* What is being asked: Output the lines of the items below as a JSON list of strings, starting at the line containing "Would you be able to indicate the man's shoe" and running through the last line of the items, both ends included. Make each line its own string and leave out any blank lines.

Point annotations for photos
====

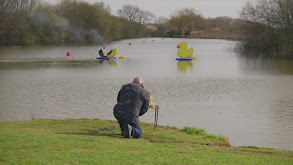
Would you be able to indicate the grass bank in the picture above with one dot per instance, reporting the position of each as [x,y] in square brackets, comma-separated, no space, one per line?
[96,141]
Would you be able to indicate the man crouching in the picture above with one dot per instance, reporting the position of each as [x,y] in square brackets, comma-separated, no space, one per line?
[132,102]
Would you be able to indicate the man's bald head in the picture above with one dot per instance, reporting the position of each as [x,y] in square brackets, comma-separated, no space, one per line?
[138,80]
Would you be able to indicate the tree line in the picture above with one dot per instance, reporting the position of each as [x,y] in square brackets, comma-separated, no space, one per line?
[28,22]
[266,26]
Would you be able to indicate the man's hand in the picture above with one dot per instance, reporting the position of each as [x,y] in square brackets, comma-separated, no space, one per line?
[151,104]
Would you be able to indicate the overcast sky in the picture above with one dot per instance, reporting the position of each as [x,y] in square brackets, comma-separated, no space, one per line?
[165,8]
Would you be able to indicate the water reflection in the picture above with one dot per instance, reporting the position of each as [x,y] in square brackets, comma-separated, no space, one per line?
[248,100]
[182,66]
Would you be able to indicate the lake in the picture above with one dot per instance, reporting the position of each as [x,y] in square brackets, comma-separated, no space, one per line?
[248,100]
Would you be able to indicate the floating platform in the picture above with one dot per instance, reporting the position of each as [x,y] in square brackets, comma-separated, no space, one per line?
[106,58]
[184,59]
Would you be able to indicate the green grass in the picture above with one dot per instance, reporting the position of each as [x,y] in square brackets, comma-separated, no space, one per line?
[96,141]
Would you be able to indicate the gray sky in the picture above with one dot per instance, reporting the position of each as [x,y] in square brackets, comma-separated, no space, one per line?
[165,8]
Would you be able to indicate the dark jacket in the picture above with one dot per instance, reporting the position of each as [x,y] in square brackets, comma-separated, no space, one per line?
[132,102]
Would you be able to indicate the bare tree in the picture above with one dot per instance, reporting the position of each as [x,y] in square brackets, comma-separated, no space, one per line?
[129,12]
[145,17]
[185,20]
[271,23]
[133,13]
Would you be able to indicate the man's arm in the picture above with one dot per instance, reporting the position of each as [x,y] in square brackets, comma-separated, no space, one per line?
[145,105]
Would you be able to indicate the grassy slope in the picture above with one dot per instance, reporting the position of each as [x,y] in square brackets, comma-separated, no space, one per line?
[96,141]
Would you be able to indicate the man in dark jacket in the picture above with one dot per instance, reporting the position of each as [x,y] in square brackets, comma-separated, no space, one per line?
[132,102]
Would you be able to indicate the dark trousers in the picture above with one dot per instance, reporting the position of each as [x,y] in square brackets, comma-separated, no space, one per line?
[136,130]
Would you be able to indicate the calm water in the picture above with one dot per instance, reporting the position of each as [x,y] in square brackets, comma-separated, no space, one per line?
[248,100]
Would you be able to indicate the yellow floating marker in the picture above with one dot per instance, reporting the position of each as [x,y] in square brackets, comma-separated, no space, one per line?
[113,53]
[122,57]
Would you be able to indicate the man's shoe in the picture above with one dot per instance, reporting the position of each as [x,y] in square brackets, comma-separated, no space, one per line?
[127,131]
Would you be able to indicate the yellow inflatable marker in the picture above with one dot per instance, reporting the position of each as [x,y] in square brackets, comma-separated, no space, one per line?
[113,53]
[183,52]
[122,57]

====

* Written answer:
[
  "Would you be able to indicate the man's shoe in the picture above with one dot per instance, reporting the position of each as [x,y] in square brackets, comma-separated, no space, one per line?",
  "[127,131]",
  "Would you be able to indicate the yellow inflatable marker in the picture above with one dot per instance, reporting the position of each as [x,y] in square brackets, comma-separated, no space, one per line?",
  "[113,53]",
  "[183,52]",
  "[122,57]"
]